Passage to read:
+ + +
Multi-Core Enhancement Isn’t Much Of An Issue

CPU benchmarking can be a bit of a nightmare in the current climate, especially on Intel platforms where turbo modes are possible. Back in 2012 I wrote an extensive news piece about Multi-Core Enhancement titled ‘The Debate About Free MHz’, wherein it is not actually Intel that set the CPU frequency for the processors but the motherboard. Where Intel might have a 3500 MHz base frequency and a 3900 MHz turbo frequency, a motherboard can detect that setting and override it for 3900 MHz on all cores by default. One motherboard went as far as increasing the multiplier +1 over the Intel specifications. The upshot of this is in multi-threaded performance benchmarks, where due to the extra frequency the final result is higher than Intel specifications. MultiCore Enhancement also means that the same CPU in different motherboards will give different results out of the box.

Most motherboard manufacturers that use this tactic (MSI, ASRock, GIGABYTE and ASUS all have this feature), as far as I can tell, limit the option to overclockable SKUs, and it is only implemented when XMP is implemented.

On top of this, Windows can also be a culprit. In different power modes, users can specify the percentage of maximum CPU frequency depending on what power mode is in play. This relates more to portable devices, but it is configurable with desktop systems as well.

For our review, as we only have one overclockable CPU in the test, we can adjust appropriately. For our testing we actually run SYSMark 2014 as our first benchmark, as the install prefers a fresh OS image to work with. This generates a consistent power profile which we maintain for the rest of the benchmarks. Had we run SYSMark mid-way through our testing period, it may have ended up with variable results, so we aim to keep our environment consistent and maintainable.

Test Setup

We would like to thank the following companies for providing test-bed support:

Thank you to OCZ for providing us with PSUs and SSDs.
Thank you to G.Skill and ADATA for providing us with memory kits.
Thank you to Corsair for providing us with an PSU,  CLC and memory.
Thank you to ASUS for providing us with the AMD HD7970 GPUs and some IO Testing kit.
Thank you to MSI for providing us with the NVIDIA GTX 770 Lightning GPUs.
Thank you to Rosewill for providing us with keyboards.
Thank you to ASRock for providing us with the 802.11ac wireless router for testing and other components.

Test Setup
Processor Intel Core i7-4790 ES (4C/8T, 3.6 GHz to 4.0 GHz)
+ + +
The problem: Resume the article on CPU benchmarking and its test setup from the point where it stops.

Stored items
+ + +
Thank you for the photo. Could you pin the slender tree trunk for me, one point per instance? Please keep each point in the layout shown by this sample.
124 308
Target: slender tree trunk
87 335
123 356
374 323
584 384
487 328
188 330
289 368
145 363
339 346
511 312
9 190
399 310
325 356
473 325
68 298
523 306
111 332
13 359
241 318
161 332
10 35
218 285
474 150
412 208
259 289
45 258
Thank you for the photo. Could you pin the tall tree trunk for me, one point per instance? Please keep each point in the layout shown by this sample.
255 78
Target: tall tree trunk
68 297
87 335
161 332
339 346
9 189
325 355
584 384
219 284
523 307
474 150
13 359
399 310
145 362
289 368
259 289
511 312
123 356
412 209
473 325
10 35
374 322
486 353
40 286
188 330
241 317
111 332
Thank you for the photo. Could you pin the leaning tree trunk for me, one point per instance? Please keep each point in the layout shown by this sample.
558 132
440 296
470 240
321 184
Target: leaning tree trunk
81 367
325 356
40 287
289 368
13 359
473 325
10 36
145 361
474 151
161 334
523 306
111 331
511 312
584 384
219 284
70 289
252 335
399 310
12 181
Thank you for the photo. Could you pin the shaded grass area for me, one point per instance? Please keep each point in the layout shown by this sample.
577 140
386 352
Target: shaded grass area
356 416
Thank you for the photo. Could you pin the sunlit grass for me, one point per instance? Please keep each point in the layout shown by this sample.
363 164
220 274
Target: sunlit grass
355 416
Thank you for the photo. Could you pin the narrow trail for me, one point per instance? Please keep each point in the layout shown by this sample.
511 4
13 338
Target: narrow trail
+ + +
Task answer:
Intel Core i5-4690 ES (4C/4T, 3.5 GHz to 3.9 GHz)
Intel Core i3-4360 ES (2C/4T, 3.7 GHz)
Motherboards ASRock Z97 Extreme6
ASUS Z97-Deluxe
Cooling Corsair H80i
Thermalright TRUE Copper
Power Supply OCZ 1250W Gold ZX Series
Corsair AX1200i Platinum PSU
Memory G.Skill RipjawsZ 4x4 GB DDR3-1866 8-9-9 Kit
ADATA XPG 2x8 GB DDR3L-1600 9-11-9 Kit
Memory Settings 1600 9-11-9-27 1T tRFC 240
Video Cards MSI GTX 770 Lightning 2GB (1150/1202 Boost)
ASUS HD7970 3GB (Reference)
Video Drivers Catalyst 13.12 WHQL
NVIDIA Drivers 335.23 WHQL
Hard Drive OCZ Vertex 3 256GB
Optical Drive LG GH22NS50
Case Open Test Bed
Operating System Windows 7 64-bit SP1

Following recent reviews, we have added several new benchmarks to our testing, including SYSMark and Unity-based testing methodology. At present we have only tested a few CPUs on these new benchmarks.

Power Consumption

For our power consumption tests, we take the system as a whole with a GTX 770 installed and test at idle, long idle (monitor turned off by the OS) and OCCT (artificial CPU load).  We use the same PSU to keep efficiency on the same scale, although some of the data points are sub-20% efficienct for our power supply.  This means that arbitrarily the qualitative comparison is more important than the quantitative comparison.  Also of note is the Z97 motherboard we used for these tests implements an Adaptive voltage profile, meaning that artificial loads such as OCCT push the voltage higher than normal, increasing power consumption at load. Nevertheless the order of the results indicates a pattern from low power to high power.

Power Consumption - Long Idle  (GTX 770 Installed)

Power Consumption - Idle (GTX 770 Installed)

Power Consumption - OCCT  (GTX 770 Installed)

As expected, the 84W i7-4790 requires the most power, similar to the i7-4770K and i5-4690 that are also 84W.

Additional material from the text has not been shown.